(TEXT PASSAGE)

>>

Now I am not implying that HSV is the female equivalent of RGB, but I think a pseudo scientific study on the internet has proven that men are distinctly worse at differenciating hues than women…

So let us take a look at HSV, because HSV knows its hues.

HSV – Hue Saturation Value

HSV is a cylindrical Color Space. Which means, that while in RGB we would say something is not red, not blue but a 1/1 green, in HSV we would say : 120° in Hue, a Saturation of 1 and a Value of 1.

Illustration 1: By Jacob Rus – Own work, CC BY-SA 3.0,

I am sure most of you, hadn’t I just mentioned a green color, and hadn’t I giveth thou this illustration of the HSV Cylinder, would have no clue that HSV(120°,1,1) is indeed a green.

However, the HSV way of representing colors is much more intuitive to people that actually understand colors, like artists!

<<

(PROVIDED DATA)
>>

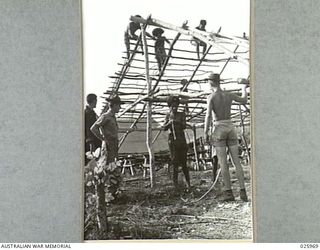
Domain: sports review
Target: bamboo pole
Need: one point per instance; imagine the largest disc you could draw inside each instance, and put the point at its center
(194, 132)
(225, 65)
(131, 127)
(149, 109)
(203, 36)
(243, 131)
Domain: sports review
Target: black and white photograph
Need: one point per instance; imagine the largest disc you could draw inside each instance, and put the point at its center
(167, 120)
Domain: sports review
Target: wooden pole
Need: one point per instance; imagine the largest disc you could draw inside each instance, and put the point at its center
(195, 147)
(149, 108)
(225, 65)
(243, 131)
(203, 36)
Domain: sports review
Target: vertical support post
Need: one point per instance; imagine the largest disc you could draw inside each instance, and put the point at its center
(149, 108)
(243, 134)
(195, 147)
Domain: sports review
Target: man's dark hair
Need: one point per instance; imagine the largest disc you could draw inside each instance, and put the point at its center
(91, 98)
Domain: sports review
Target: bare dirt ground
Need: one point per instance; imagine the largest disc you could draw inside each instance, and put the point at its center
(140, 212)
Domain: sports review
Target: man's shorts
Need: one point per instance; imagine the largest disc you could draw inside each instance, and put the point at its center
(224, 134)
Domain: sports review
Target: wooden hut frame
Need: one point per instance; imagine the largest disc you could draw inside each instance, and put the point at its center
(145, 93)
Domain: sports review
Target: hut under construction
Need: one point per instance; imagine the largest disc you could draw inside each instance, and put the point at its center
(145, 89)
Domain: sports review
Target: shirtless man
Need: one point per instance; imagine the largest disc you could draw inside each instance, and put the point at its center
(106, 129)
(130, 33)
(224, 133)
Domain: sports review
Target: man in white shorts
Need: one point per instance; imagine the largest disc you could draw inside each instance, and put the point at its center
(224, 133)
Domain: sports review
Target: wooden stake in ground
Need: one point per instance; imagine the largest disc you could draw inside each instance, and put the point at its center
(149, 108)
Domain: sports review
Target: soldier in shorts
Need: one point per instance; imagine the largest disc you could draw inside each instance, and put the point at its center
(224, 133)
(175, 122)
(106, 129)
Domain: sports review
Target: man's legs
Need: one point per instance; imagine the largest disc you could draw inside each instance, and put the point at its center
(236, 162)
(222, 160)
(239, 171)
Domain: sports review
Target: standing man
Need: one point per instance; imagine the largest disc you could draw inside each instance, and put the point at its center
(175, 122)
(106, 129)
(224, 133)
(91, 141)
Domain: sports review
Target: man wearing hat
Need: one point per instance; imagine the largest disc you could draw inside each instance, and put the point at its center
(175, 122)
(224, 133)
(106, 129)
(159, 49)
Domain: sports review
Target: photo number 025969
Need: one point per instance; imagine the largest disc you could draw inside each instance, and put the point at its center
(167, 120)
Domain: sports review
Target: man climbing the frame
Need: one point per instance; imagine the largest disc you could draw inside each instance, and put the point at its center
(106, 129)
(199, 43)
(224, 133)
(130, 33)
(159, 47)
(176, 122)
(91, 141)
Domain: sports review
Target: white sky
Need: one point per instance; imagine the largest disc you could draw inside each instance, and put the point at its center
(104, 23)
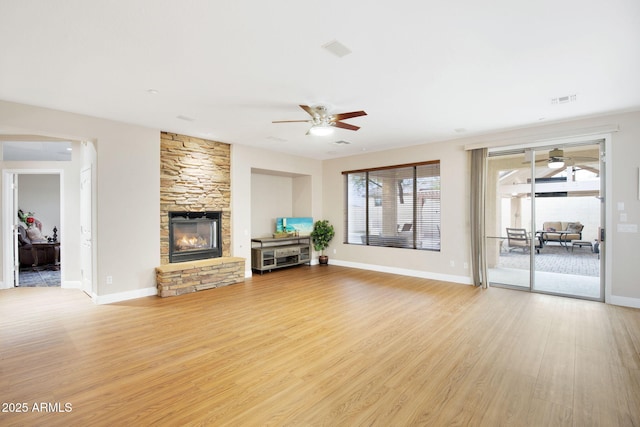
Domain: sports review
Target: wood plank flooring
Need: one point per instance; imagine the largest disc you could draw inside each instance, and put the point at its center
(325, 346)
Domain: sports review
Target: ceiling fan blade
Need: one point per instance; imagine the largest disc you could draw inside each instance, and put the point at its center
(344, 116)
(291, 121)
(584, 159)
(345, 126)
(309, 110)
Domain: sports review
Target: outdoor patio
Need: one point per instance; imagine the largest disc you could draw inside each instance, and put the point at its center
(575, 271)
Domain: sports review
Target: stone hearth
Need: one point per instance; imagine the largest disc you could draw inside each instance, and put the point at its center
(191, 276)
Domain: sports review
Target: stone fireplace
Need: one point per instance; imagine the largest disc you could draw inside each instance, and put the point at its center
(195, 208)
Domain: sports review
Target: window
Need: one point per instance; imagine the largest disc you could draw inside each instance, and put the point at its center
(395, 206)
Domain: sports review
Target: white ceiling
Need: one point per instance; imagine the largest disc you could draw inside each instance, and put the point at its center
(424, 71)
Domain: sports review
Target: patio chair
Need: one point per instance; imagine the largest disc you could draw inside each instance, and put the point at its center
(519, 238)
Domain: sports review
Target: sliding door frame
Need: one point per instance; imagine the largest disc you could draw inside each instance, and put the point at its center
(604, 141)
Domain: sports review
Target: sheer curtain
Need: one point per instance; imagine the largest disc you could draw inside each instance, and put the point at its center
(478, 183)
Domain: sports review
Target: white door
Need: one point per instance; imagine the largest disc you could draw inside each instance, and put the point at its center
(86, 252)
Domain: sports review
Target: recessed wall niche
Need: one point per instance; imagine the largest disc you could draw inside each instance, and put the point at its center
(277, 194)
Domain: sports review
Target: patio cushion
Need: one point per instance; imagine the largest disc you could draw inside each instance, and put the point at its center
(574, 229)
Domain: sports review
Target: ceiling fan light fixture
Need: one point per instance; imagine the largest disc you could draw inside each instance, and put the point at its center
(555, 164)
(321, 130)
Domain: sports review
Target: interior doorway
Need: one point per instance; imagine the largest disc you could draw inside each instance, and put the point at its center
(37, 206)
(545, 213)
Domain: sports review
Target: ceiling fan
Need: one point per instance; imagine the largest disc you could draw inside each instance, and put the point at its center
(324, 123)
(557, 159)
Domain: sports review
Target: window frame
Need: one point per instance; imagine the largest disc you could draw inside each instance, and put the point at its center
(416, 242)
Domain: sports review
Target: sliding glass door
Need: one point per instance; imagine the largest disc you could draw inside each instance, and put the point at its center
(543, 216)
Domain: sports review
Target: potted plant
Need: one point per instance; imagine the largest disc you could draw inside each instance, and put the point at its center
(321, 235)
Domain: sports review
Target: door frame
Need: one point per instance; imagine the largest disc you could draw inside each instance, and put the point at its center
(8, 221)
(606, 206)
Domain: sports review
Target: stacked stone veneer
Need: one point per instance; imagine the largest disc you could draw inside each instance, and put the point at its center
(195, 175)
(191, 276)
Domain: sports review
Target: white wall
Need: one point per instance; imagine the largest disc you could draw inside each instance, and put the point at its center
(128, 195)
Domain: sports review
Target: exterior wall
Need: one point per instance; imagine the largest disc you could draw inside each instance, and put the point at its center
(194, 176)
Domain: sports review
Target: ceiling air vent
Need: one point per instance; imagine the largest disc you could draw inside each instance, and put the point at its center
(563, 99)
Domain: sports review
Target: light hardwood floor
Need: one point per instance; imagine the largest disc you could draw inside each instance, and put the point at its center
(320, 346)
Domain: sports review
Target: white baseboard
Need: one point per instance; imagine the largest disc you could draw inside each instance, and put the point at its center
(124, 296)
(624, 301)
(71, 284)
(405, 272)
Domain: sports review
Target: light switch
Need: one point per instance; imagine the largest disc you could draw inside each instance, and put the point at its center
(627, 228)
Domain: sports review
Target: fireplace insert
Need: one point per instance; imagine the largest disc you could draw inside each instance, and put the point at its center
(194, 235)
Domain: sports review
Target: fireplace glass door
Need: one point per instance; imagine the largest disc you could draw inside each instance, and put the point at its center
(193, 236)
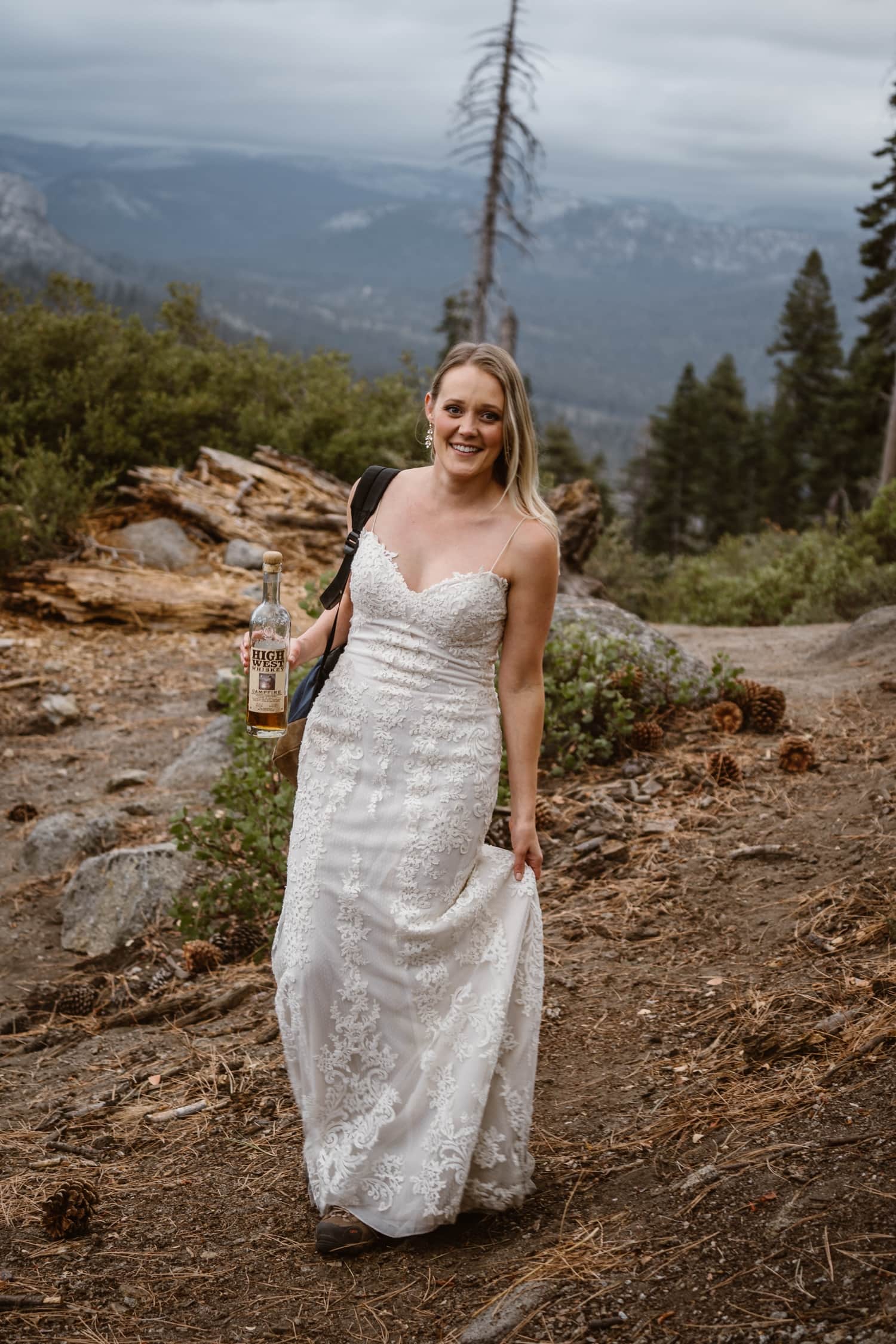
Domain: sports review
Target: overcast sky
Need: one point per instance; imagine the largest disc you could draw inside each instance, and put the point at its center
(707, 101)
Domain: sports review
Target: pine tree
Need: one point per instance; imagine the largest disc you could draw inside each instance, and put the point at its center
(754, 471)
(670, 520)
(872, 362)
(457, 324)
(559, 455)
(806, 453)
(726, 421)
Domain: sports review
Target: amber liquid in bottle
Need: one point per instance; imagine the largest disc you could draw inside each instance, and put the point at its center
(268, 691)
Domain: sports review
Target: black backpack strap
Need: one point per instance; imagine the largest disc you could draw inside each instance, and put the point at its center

<<

(SET PROBLEM 1) Name each of the three components that the letters of HSV stand for, according to the passage on HSV.
(SET PROBLEM 2) Extract every line of the records that contains the string "ceiling", matching case exactly.
The passage on HSV and the records have nothing to do with each other.

(FULL OUTPUT 1) Hue, Saturation, Value

(FULL OUTPUT 2)
Target: ceiling fan blade
Target: white ceiling
Target: ceiling fan light fixture
Target: ceiling fan
Target: ceiling air vent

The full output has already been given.